> **ESERCIZI**:
[a] Cita dall'articolo sul rifugio alpino il passo che comincia con le parole "La giovane 30enne" e termina dopo "metà di settembre.".
[b] Nell'articolo sul rifugio alpino, a quale altitudine hanno luogo la vita e il lavoro di Monica Memè?
[c] Prosegui l'articolo sul rifugio alpino dal punto in cui si interrompe.

== BRANO SCELTO

Jesi-Fabriano

Una “stagione” ad alta quota, l’esperienza della jesina Monica Memè nel rifugio alpino

La giovane 30enne ha lavorato e vissuto un mese e mezzo al Città di Carpi, sopra Misurina (Belluno). «In montagna mi sento a casa»

Monica Memè

JESI – Un mese e mezzo di vita e lavoro a 2110 metri di altitudine, in un rifugio delle Dolomiti. È l’esperienza fatta per il secondo anno consecutivo da Monica Memè, 30enne jesina che questa volta ha scelto il Città di Carpi, sopra Misurina (Belluno), per unire l’utile, il lavoro, al dilettevole, vale a dire il suo amore sconfinato per la montagna. Dalla fine dello scorso luglio fino alla metà di settembre.

====
== DATI ARCHIVIATI

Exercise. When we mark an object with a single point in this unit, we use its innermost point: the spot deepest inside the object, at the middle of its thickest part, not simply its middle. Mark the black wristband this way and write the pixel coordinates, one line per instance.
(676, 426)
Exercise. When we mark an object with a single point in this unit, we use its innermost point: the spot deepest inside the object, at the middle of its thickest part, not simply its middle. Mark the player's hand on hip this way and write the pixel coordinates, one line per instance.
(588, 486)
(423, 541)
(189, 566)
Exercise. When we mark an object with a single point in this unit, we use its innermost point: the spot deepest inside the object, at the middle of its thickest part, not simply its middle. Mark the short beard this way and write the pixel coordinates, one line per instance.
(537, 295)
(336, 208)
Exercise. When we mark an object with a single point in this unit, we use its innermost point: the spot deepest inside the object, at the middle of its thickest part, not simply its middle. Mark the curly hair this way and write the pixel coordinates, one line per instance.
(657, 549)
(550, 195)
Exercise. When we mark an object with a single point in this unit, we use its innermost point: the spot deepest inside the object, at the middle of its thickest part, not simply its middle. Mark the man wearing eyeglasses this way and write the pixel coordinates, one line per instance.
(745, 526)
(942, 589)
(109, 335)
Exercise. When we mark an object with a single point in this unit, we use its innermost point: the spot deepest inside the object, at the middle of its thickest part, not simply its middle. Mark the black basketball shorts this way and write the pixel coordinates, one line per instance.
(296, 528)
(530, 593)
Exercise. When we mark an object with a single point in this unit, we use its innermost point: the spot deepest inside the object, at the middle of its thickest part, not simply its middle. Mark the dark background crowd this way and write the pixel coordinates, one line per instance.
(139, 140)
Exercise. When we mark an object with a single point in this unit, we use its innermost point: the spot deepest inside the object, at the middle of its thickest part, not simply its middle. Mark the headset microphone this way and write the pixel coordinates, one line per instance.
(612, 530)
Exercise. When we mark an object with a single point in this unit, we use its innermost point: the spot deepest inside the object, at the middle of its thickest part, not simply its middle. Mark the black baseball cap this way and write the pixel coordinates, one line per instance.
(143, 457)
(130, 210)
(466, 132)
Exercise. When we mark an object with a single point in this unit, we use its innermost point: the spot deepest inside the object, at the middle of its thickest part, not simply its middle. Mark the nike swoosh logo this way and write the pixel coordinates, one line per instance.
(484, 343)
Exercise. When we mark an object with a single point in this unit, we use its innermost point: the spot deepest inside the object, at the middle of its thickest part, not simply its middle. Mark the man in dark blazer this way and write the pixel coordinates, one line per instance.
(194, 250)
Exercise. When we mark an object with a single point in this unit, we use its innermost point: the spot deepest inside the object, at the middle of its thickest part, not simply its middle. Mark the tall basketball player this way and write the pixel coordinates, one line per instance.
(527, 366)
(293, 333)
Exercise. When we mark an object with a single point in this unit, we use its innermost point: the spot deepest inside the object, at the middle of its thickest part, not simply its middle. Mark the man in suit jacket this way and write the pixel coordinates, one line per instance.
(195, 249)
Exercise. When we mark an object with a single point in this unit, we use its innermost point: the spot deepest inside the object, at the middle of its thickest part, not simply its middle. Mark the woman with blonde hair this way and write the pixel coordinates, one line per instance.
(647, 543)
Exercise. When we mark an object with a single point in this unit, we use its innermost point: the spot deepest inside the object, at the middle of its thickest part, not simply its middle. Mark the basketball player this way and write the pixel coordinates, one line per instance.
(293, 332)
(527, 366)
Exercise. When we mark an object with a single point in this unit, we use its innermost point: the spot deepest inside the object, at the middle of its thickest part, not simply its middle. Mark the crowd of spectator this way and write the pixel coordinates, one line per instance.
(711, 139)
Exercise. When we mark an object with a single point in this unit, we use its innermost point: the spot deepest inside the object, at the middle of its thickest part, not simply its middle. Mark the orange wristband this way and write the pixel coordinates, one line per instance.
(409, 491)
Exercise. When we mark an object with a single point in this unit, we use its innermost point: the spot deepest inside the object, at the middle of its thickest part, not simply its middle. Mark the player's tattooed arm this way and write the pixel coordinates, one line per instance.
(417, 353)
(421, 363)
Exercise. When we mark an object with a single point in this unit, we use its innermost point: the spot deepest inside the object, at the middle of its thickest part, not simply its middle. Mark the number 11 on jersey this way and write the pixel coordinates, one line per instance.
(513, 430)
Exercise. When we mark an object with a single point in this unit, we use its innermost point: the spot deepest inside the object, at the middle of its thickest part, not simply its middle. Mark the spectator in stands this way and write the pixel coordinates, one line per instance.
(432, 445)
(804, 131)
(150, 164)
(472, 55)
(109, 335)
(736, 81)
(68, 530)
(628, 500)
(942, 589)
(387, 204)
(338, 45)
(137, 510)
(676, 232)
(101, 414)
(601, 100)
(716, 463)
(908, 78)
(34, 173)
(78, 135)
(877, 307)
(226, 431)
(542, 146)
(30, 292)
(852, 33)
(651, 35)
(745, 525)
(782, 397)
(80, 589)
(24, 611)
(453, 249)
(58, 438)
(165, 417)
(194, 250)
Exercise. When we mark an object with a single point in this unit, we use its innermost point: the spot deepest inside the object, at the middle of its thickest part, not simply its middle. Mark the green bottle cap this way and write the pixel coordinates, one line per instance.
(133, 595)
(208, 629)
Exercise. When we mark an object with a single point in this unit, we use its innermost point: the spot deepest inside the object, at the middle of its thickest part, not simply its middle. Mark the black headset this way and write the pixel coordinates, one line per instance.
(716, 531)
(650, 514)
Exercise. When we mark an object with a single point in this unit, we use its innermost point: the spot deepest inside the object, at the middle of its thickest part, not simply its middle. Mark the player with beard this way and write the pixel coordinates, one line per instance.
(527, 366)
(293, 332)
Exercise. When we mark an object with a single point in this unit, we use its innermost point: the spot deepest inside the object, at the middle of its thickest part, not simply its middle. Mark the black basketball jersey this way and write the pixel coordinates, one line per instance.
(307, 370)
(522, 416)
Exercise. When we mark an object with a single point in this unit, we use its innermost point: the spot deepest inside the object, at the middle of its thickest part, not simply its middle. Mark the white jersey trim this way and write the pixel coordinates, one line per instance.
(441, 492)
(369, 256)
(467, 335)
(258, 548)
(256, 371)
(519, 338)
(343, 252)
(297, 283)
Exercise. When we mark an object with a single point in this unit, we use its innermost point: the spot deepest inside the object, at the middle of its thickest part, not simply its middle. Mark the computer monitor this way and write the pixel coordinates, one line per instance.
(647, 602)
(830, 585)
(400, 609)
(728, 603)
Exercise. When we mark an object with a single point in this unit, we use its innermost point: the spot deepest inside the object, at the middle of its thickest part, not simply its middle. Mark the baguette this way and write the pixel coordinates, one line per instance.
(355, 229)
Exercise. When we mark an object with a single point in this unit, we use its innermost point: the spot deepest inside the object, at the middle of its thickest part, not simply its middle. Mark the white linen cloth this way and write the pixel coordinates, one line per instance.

====

> **RISPOSTE AGLI ESERCIZI**:
[a]
La giovane 30enne ha lavorato e vissuto un mese e mezzo al Città di Carpi, sopra Misurina (Belluno). «In montagna mi sento a casa»

Monica Memè

JESI – Un mese e mezzo di vita e lavoro a 2110 metri di altitudine, in un rifugio delle Dolomiti. È l’esperienza fatta per il secondo anno consecutivo da Monica Memè, 30enne jesina che questa volta ha scelto il Città di Carpi, sopra Misurina (Belluno), per unire l’utile, il lavoro, al dilettevole, vale a dire il suo amore sconfinato per la montagna. Dalla fine dello scorso luglio fino alla metà di settembre.

[b] A 2110 metri di altitudine.

[c]
«Ho un fratello e una sorella più grandi con i quali ho fatto i primi viaggi fuori Italia – racconta Monica Memè -. Questa passione mi è rimasta e dall’età di 21 anni ho iniziato a uscire dalla mia città per lunghi periodi, sia per fare volontariato in varie parti del mondo che per approfondire la disciplina dello yoga, per la quale ho trascorso molto tempo in India. Una bellissima opportunità per esplorare ed esplorarmi. Ho viaggiato poi in altri paesi in Asia (Nepal, Birmania, Thailandia e Vietnam). Lo yoga è diventato parte della mia quotidianità e anche una professione. Un’altra passione che mi accompagna da quando sono bambina è la danza. Mi piace comunicare senza dover parlare». Da qui, l’amore per il coinvolgente silenzio delle vette. «Negli anni ho sviluppato una forte connessione con la montagna, con la roccia, con la natura, tanto da frequentarla sempre più assiduamente, in tutte le stagioni e con tutte le condizioni meteo – spiega -. Sono molto legata al nostro caro Appennino, ma ho anche visitato luoghi lontani, come parte della catena montuosa dell’Himalaya in Nepal e diverse zone delle Alpi italiane. A piedi, camminando, il miglior modo per conoscere un luogo, le persone e per vivere lentamente assaporando ogni passo».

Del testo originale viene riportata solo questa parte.